下記のデータのうち、「Annotate the image above for the object class front bumper.」を含む行から始め、「[52,88,659,569]」を含む行で終わる範囲を抜き出し、一字も変えずに書き写してください。両端の行も含め、範囲外の行は加えないでください。

* **提供データ**:
##############################
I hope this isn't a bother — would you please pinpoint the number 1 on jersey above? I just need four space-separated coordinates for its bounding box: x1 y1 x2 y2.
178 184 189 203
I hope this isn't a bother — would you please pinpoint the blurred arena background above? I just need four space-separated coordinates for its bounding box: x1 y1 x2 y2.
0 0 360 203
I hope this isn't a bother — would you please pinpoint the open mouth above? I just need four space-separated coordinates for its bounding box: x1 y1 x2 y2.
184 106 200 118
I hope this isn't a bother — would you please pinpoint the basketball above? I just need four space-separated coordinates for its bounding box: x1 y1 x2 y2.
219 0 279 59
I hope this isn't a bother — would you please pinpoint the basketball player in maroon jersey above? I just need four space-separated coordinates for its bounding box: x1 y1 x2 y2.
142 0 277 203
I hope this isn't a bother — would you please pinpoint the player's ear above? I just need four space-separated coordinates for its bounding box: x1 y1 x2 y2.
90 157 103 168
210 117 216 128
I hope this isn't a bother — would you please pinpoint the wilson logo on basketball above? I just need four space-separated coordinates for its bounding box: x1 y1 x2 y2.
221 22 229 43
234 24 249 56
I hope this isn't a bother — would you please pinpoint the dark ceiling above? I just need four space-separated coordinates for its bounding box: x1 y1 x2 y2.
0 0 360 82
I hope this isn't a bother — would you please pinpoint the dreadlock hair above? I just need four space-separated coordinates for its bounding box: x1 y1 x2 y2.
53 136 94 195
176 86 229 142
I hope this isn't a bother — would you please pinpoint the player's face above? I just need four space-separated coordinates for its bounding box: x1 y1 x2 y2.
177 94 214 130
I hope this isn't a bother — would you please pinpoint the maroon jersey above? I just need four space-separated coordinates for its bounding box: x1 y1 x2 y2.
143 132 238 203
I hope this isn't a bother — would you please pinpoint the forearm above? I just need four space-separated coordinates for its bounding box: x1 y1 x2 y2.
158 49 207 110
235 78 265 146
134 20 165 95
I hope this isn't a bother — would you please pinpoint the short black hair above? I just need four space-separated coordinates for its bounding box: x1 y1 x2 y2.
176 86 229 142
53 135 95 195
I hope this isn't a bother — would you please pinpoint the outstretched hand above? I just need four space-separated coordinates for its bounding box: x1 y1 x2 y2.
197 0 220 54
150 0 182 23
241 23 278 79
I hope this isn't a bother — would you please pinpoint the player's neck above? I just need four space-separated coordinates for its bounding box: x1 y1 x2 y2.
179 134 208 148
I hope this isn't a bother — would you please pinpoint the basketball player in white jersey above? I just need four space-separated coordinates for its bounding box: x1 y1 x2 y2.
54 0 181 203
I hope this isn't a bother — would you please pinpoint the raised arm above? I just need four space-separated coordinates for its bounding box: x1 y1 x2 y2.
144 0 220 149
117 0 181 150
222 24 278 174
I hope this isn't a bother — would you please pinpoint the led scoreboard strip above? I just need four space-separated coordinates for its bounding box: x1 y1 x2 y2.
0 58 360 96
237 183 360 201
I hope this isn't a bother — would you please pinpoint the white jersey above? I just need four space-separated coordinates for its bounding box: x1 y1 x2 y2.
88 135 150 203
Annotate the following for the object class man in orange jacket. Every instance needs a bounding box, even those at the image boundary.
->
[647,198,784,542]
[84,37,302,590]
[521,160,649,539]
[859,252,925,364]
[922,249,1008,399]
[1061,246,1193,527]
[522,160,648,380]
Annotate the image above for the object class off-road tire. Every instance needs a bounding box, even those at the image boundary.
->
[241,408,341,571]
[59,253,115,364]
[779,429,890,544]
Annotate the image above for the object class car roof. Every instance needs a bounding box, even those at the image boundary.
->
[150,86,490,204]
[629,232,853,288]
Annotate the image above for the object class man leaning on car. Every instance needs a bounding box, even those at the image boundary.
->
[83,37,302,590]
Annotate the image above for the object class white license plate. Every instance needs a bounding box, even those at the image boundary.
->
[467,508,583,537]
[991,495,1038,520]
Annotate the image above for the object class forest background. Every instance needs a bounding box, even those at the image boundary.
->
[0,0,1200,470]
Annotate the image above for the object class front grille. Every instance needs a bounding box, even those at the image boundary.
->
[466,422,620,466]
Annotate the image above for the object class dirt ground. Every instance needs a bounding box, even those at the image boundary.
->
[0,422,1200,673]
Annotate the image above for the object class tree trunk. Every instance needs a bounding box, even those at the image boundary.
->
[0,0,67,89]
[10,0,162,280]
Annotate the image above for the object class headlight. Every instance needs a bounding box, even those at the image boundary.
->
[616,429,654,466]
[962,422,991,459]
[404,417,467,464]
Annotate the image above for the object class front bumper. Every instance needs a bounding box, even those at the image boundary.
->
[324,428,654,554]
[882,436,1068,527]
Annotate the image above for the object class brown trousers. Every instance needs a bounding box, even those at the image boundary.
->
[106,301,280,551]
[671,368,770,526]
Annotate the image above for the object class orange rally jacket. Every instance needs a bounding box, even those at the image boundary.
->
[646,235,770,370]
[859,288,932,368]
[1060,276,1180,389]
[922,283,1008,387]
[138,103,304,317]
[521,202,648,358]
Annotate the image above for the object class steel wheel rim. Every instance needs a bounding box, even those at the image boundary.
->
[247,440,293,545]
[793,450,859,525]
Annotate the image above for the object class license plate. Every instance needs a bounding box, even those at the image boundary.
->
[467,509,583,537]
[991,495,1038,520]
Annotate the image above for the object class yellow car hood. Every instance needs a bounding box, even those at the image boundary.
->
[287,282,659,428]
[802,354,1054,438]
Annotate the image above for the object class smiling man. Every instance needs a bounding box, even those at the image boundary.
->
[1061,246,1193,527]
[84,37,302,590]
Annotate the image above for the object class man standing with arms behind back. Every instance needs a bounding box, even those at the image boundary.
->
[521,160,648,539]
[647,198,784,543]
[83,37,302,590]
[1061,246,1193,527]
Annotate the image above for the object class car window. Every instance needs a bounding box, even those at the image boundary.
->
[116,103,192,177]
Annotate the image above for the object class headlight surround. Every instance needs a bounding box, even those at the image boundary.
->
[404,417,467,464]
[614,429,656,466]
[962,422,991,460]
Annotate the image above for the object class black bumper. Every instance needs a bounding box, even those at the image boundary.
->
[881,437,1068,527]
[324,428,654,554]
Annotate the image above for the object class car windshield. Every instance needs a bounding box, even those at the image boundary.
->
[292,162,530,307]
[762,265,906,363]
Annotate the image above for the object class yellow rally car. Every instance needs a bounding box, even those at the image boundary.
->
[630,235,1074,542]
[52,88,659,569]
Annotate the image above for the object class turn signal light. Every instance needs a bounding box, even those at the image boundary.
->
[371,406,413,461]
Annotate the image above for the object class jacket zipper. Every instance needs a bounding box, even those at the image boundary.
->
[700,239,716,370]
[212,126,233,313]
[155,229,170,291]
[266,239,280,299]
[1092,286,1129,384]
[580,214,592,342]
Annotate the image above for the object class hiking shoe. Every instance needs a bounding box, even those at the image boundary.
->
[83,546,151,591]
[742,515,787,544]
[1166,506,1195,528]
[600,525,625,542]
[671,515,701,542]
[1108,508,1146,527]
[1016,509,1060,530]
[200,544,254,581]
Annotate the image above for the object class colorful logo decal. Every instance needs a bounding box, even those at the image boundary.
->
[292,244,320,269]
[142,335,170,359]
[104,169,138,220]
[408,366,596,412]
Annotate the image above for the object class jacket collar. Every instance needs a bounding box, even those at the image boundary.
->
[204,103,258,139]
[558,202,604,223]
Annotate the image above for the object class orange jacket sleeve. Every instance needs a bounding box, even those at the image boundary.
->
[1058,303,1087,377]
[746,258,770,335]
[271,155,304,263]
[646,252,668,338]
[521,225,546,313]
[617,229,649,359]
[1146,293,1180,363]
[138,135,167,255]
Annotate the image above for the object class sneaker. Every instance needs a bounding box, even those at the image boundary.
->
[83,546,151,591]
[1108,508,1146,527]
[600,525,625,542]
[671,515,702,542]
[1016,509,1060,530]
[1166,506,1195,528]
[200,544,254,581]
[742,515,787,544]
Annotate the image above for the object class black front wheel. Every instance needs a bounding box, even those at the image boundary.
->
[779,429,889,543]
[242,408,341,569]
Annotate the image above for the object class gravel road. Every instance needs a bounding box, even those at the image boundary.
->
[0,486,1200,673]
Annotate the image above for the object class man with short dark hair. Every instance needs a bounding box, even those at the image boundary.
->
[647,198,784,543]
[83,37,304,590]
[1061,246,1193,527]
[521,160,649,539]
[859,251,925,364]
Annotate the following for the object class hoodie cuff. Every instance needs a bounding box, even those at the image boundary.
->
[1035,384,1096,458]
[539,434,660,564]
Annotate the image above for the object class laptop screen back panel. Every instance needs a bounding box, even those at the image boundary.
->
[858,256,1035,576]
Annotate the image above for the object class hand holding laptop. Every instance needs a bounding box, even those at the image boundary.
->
##############################
* **作業への回答**:
Annotate the image above for the object class front bumper. Every instance needs a bounding box, even those at the image boundary.
->
[324,428,654,554]
[882,436,1068,527]
Annotate the image above for the object class brown trousers. Every instance needs a bounding box, even those at the image boundary.
->
[106,301,280,551]
[671,368,770,526]
Annotate the image above for the object class orange rally jacket. Every instance needs a bounding box, even those at the image boundary.
->
[646,235,770,370]
[859,288,932,368]
[1060,276,1180,389]
[922,283,1008,387]
[138,103,304,317]
[521,202,648,358]
Annotate the image above for the object class steel wheel rim. Every instance needs a bounding box, even those at the image boundary.
->
[247,440,293,545]
[793,450,859,525]
Annotate the image above for the object class license plate. Every instance needs a bounding box, even those at the image boundary.
->
[467,509,583,537]
[991,495,1038,520]
Annotate the image above for the object class yellow car hood. Every instance needs a bounding box, even those at the image boundary.
->
[287,282,659,428]
[802,354,1054,438]
Annotate the image above for the object class smiling man. Every instance needs a bounding box, even those at the image boundary.
->
[1061,246,1193,527]
[84,37,302,590]
Annotate the image above for the object class man standing with arms behind back. Every instance needs a bounding box, even those at the image boundary.
->
[521,160,648,539]
[647,198,784,543]
[83,37,302,590]
[1061,246,1193,527]
Annotate the image above for the object class car window. Every instance needs a bounding box, even those at the image boundary.
->
[116,103,192,177]
Annotate the image above for the object class headlight surround. Every instance needs a bounding box, even those at the image boundary.
->
[404,417,467,464]
[614,429,656,466]
[962,422,991,460]
Annotate the image above for the object class black bumper. Every instance needs a bounding box, even those at the image boundary.
->
[881,437,1068,527]
[324,428,654,554]
Annotate the image above for the object class car windshield. Every instance needs a bounding box, even those at the image boundary.
->
[292,162,530,307]
[762,265,906,363]
Annotate the image above for the object class yellow rally car. Every instance needs a bounding box, even those at the image boundary.
->
[630,235,1074,542]
[52,88,659,569]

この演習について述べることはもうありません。